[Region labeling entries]
┄┄┄┄┄┄

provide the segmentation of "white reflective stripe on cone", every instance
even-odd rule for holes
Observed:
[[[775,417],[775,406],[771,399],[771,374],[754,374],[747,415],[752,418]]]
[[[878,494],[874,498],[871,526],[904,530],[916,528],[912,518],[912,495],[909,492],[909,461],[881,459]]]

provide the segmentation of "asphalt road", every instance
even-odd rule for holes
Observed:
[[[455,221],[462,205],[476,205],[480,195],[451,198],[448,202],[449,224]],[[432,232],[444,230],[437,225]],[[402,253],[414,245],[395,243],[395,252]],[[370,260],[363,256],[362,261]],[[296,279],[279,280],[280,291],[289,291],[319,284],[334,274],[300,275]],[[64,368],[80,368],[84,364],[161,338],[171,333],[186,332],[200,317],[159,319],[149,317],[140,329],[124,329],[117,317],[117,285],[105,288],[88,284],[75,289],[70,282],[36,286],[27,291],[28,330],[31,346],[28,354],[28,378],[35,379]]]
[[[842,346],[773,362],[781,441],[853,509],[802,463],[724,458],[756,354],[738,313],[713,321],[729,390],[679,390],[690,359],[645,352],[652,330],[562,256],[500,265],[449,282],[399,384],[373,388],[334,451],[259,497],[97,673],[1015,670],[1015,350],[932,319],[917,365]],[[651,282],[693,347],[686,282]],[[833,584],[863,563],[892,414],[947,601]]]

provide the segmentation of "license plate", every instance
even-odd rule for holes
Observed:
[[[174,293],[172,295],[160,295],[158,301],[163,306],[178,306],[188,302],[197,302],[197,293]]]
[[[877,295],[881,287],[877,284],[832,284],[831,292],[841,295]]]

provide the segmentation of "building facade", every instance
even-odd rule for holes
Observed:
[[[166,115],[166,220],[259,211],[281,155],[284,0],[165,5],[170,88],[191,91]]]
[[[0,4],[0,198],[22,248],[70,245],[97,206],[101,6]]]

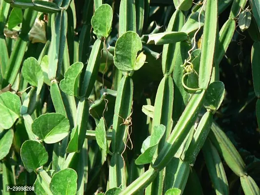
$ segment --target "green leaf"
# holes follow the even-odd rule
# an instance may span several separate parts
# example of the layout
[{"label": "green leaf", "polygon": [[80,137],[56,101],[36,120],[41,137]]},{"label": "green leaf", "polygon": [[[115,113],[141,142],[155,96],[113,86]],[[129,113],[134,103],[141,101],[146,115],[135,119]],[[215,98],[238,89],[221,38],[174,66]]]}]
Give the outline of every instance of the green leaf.
[{"label": "green leaf", "polygon": [[[136,160],[138,165],[149,163],[153,160],[157,146],[165,131],[165,127],[163,125],[155,126],[153,133],[151,136],[147,137],[143,142],[141,152],[142,153]],[[150,145],[148,147],[148,142],[150,139]]]},{"label": "green leaf", "polygon": [[[105,17],[104,17],[105,16]],[[107,4],[100,6],[95,11],[91,19],[93,33],[98,37],[106,38],[112,30],[113,10]]]},{"label": "green leaf", "polygon": [[145,105],[142,106],[142,112],[146,116],[153,118],[154,117],[154,107],[151,105]]},{"label": "green leaf", "polygon": [[107,151],[108,148],[106,138],[105,121],[102,117],[96,128],[96,138],[99,146],[103,150]]},{"label": "green leaf", "polygon": [[18,96],[10,92],[0,95],[0,126],[9,129],[19,117],[21,102]]},{"label": "green leaf", "polygon": [[0,134],[0,160],[4,158],[9,152],[14,138],[12,129],[3,131]]},{"label": "green leaf", "polygon": [[[176,1],[177,0],[174,0],[174,2]],[[176,9],[180,9],[182,11],[187,11],[189,10],[192,6],[192,0],[178,0],[181,1],[178,3],[178,6],[176,6]]]},{"label": "green leaf", "polygon": [[240,181],[245,195],[257,195],[260,194],[260,190],[257,184],[249,176],[240,177]]},{"label": "green leaf", "polygon": [[77,192],[77,173],[66,168],[55,173],[50,183],[50,189],[54,195],[71,195]]},{"label": "green leaf", "polygon": [[69,142],[68,147],[66,149],[67,153],[71,153],[75,152],[77,152],[78,148],[78,140],[79,140],[79,128],[78,125],[72,129],[71,134],[70,135],[70,141]]},{"label": "green leaf", "polygon": [[149,35],[147,44],[163,45],[175,43],[187,40],[188,39],[188,35],[183,32],[164,32]]},{"label": "green leaf", "polygon": [[51,86],[51,83],[48,77],[48,69],[49,68],[49,57],[47,55],[44,56],[40,62],[40,67],[42,70],[43,75],[43,80],[44,83],[49,86]]},{"label": "green leaf", "polygon": [[165,193],[165,195],[180,195],[181,191],[178,188],[172,188],[168,190]]},{"label": "green leaf", "polygon": [[242,32],[247,29],[250,25],[251,14],[249,11],[242,11],[239,17],[239,26]]},{"label": "green leaf", "polygon": [[31,173],[47,162],[48,153],[40,143],[27,140],[21,145],[21,158],[24,167]]},{"label": "green leaf", "polygon": [[8,29],[12,29],[22,21],[21,9],[14,7],[12,10],[8,19]]},{"label": "green leaf", "polygon": [[142,42],[138,35],[127,31],[120,37],[116,43],[114,62],[121,71],[131,71],[140,69],[144,63],[144,55],[138,52],[142,49]]},{"label": "green leaf", "polygon": [[225,94],[224,83],[215,81],[211,83],[206,91],[204,106],[207,109],[217,111],[222,103]]},{"label": "green leaf", "polygon": [[122,189],[120,188],[113,188],[106,191],[105,195],[119,195],[121,192]]},{"label": "green leaf", "polygon": [[41,115],[32,124],[33,132],[46,143],[60,141],[69,134],[69,120],[60,113]]},{"label": "green leaf", "polygon": [[60,81],[60,87],[62,91],[69,96],[79,96],[79,79],[83,65],[82,62],[76,62],[70,66]]},{"label": "green leaf", "polygon": [[38,61],[33,57],[27,58],[23,62],[21,72],[25,80],[37,87],[37,94],[39,94],[43,84],[43,73]]},{"label": "green leaf", "polygon": [[258,29],[260,30],[260,1],[259,0],[250,0],[254,17],[256,19]]}]

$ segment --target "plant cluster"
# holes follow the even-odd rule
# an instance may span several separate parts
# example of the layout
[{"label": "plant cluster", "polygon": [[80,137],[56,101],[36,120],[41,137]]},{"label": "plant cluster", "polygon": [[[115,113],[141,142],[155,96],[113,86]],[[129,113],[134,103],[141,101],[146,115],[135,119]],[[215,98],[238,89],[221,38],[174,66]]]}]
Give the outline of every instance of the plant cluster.
[{"label": "plant cluster", "polygon": [[236,58],[260,124],[260,2],[1,0],[2,193],[260,195],[260,153],[218,124]]}]

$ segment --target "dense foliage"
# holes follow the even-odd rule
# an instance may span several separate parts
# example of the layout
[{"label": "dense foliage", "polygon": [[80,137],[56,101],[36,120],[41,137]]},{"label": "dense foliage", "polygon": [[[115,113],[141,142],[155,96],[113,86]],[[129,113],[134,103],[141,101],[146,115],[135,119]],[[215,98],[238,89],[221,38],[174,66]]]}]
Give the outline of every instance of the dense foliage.
[{"label": "dense foliage", "polygon": [[160,1],[0,0],[1,194],[260,195],[260,1]]}]

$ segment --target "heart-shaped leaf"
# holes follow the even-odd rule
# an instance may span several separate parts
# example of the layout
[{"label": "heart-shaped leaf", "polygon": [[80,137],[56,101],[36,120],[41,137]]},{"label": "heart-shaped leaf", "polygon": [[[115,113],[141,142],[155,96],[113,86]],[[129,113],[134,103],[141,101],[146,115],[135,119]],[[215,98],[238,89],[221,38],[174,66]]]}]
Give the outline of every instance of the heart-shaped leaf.
[{"label": "heart-shaped leaf", "polygon": [[39,94],[43,84],[43,73],[38,61],[33,57],[27,58],[23,62],[21,72],[25,80],[37,87],[37,94]]},{"label": "heart-shaped leaf", "polygon": [[50,183],[50,189],[54,195],[71,195],[77,192],[77,173],[66,168],[54,174]]},{"label": "heart-shaped leaf", "polygon": [[[158,144],[165,131],[165,127],[163,125],[156,125],[154,126],[154,130],[153,133],[152,134],[151,136],[147,137],[143,143],[141,149],[141,152],[142,154],[138,156],[135,161],[136,164],[138,165],[152,162]],[[148,142],[149,140],[150,144],[148,147]]]},{"label": "heart-shaped leaf", "polygon": [[121,192],[122,189],[120,188],[113,188],[106,191],[105,195],[119,195]]},{"label": "heart-shaped leaf", "polygon": [[72,129],[70,134],[70,141],[66,149],[67,153],[77,152],[78,150],[79,128],[78,125]]},{"label": "heart-shaped leaf", "polygon": [[21,158],[24,167],[31,173],[47,162],[48,153],[40,143],[27,140],[21,145]]},{"label": "heart-shaped leaf", "polygon": [[14,131],[12,129],[3,131],[0,134],[0,160],[9,153],[13,138]]},{"label": "heart-shaped leaf", "polygon": [[69,96],[79,96],[79,79],[83,68],[82,62],[76,62],[70,66],[60,81],[60,87],[62,91]]},{"label": "heart-shaped leaf", "polygon": [[69,134],[69,120],[60,113],[41,115],[32,124],[33,132],[46,143],[60,141]]},{"label": "heart-shaped leaf", "polygon": [[126,32],[116,43],[115,65],[121,71],[139,69],[143,65],[146,58],[142,53],[137,57],[138,52],[141,49],[142,42],[138,35],[133,31]]},{"label": "heart-shaped leaf", "polygon": [[10,92],[0,95],[0,126],[4,129],[11,128],[19,117],[21,102],[19,97]]},{"label": "heart-shaped leaf", "polygon": [[7,24],[9,29],[12,29],[22,21],[22,12],[21,9],[14,7],[8,19]]},{"label": "heart-shaped leaf", "polygon": [[113,10],[109,5],[103,4],[99,7],[91,19],[94,34],[100,38],[108,37],[111,32],[112,19]]},{"label": "heart-shaped leaf", "polygon": [[104,118],[102,117],[96,128],[96,138],[99,146],[106,151],[108,146],[106,142],[106,128]]},{"label": "heart-shaped leaf", "polygon": [[207,110],[216,112],[220,106],[224,98],[225,87],[221,81],[211,83],[206,91],[203,104]]}]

┄┄┄┄┄┄

▶ **GOAL**
Count the lines in the listing that contain the string "cluster", and reply with only that number.

▶ **OUTPUT OF THE EXERCISE**
4